++++ Document text

Does Microsoft have too much control over OpenAI? | Mint

Does Microsoft have too much control over OpenAI?

In India, the celebration of Microsoft CEO Satya Nadella's ‘victory’ reflects our cultural inclination to celebrate desi wins, which can often override objectivity (Photo: AP)
In India, the celebration of Microsoft CEO Satya Nadella's ‘victory’ reflects our cultural inclination to celebrate desi wins, which can often override objectivity (Photo: AP)

Summary

  • The tech giant’s role in Sam Altman’s reinstatement raises questions about corporate governance and rank opportunism

Sam Altman is the Rajnikanth of the AI world. In four days, he changed the OpenAI board that showed him the door, albeit with more than a little help from Microsoft, OpenAI’s largest investor. Many CEOs have been sacked only to return to their position years later, but Altman’s comeback is the quickest in corporate history.

Altman was removed as he was allegedly not “consistently candid" with the board regarding his decisions. His sacking unfolded on a virtual call, notably in the absence of Greg Brockman, the chairman of OpenAI, who was subsequently ousted as well. More than 700 employees expressed solidarity with the ousted CEO and threatened to follow him wherever he went – most likely Microsoft, which had offered him a role. But in another twist, Altman was reinstated by Tuesday. He promptly overhauled the board that had expelled him, retaining only one director.

The OpenAI board, comprising nine members (three positions remained vacant for over a year) was apparently uncomfortable with how the company was deploying its AI. Despite concerns about his working style, the CEO continued without facing action from the board. A board member had called for replacing Altman a year before he was briefly ousted, highlighting a prolonged governance lapse.

Corporate governance principles demand that the board be able to provide oversight and control, a role it had seemingly abdicated. The sudden decision to oust Sam Altman raised questions about its ability to handle a well-known, maverick founder and CEO. Did the decision to dismiss Altman reflect a sense of insecurity rather than a commitment to preventing unchecked influence within the organisation?

++++++++
++++ Record set

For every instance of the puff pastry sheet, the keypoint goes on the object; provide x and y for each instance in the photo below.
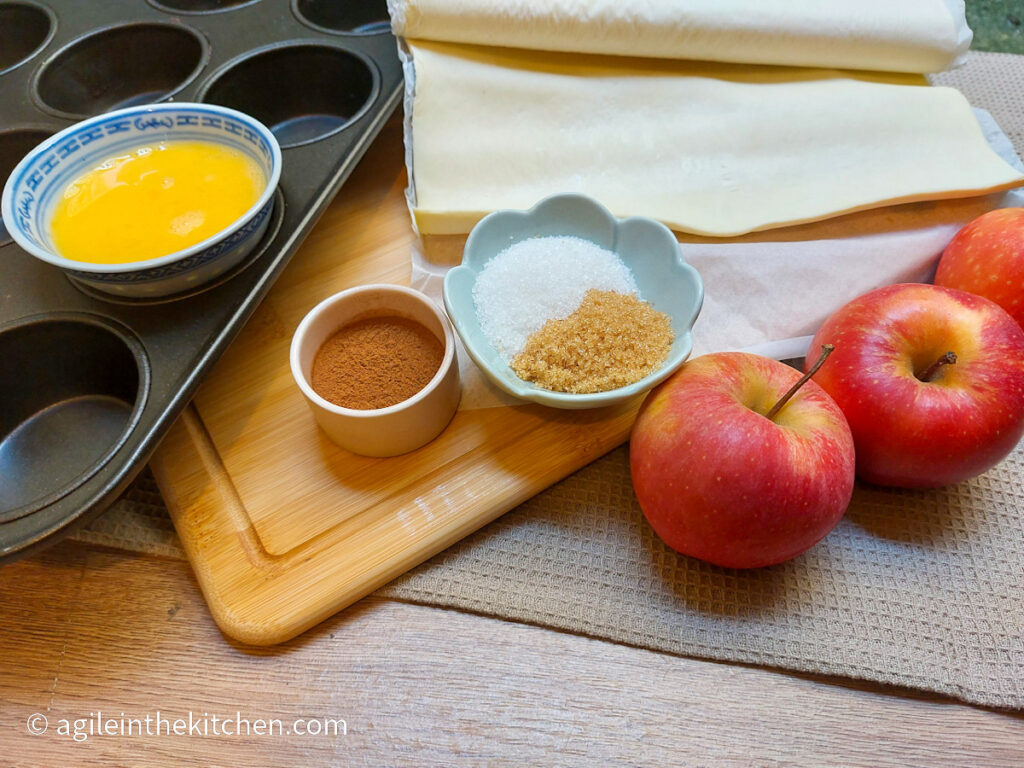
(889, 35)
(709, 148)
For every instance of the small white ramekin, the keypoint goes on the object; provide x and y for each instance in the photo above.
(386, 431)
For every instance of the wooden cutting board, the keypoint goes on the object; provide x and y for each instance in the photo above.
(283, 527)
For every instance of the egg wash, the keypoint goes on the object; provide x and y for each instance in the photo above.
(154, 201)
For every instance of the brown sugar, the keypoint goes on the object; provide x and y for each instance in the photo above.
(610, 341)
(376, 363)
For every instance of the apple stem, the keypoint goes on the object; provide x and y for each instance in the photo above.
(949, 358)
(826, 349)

++++++++
++++ Record set

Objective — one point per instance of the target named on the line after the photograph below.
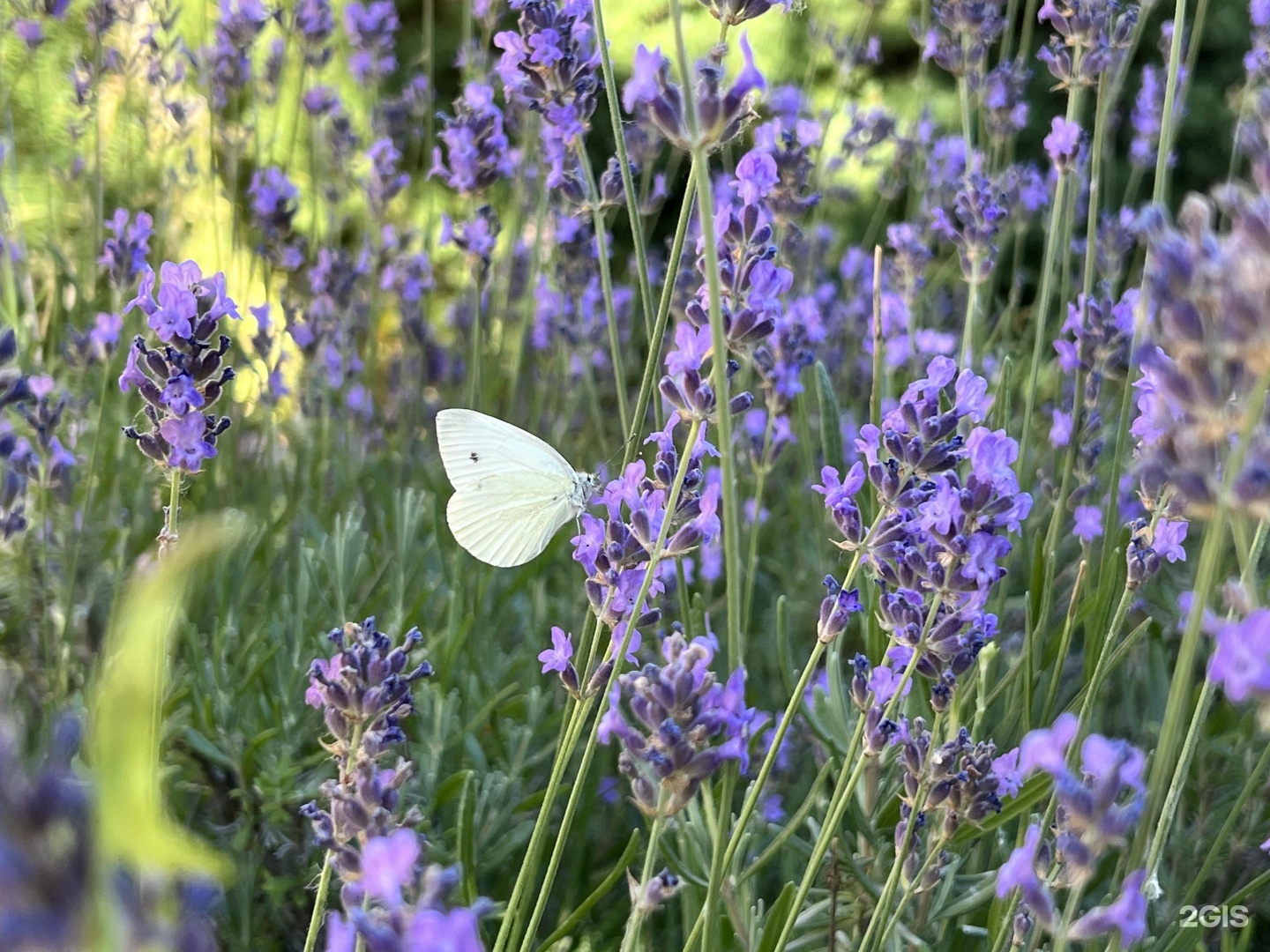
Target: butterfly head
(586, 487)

++++++++

Explore the material —
A – In the article on Microsoft and OpenAI, start at the words "The OpenAI board, comprising" and stop after "within the organisation?". Rewrite that passage with "oversight" replaced by "supervision".
B – Answer these questions using the article on Microsoft and OpenAI:
(i) How many employees expressed solidarity with the ousted CEO?
(ii) Who was the chairman of OpenAI at the time of the sacking?
(iii) How many directors did Altman keep when he overhauled the board?
C – Extend the article on Microsoft and OpenAI past its final sentence.

Outputs for the tasks —
A –
The OpenAI board, comprising nine members (three positions remained vacant for over a year) was apparently uncomfortable with how the company was deploying its AI. Despite concerns about his working style, the CEO continued without facing action from the board. A board member had called for replacing Altman a year before he was briefly ousted, highlighting a prolonged governance lapse.

Corporate governance principles demand that the board be able to provide supervision and control, a role it had seemingly abdicated. The sudden decision to oust Sam Altman raised questions about its ability to handle a well-known, maverick founder and CEO. Did the decision to dismiss Altman reflect a sense of insecurity rather than a commitment to preventing unchecked influence within the organisation?

B –
(i) More than 700.
(ii) Greg Brockman.
(iii) Only one.

C –
What role did Microsoft – which holds a 49% stake in OpenAI – and its prominent CEO play? According to media reports, the board removed Altman without informing investors in advance, and Microsoft apparently found out about it only minutes before the board meeting. 

Upon learning of Altman's dismissal, was it right of Microsoft to hire him instead of advocating for his retention as CEO? As the largest shareholder lacking a board seat, did it overlook the concerns of other investors and stakeholders? Notably, at least one institutional investor had expressed concerns months earlier. Should these investors not have united to voice their stand and guide the board's actions?

Microsoft emerges as a central figure in this narrative. Its involvement appears calculated, bordering on cunning. If Altman's comeback proves successful over the next few years, Microsoft will be seen as a crucial supporter during a critical juncture, having rescued Altman and OpenAI for the greater common good.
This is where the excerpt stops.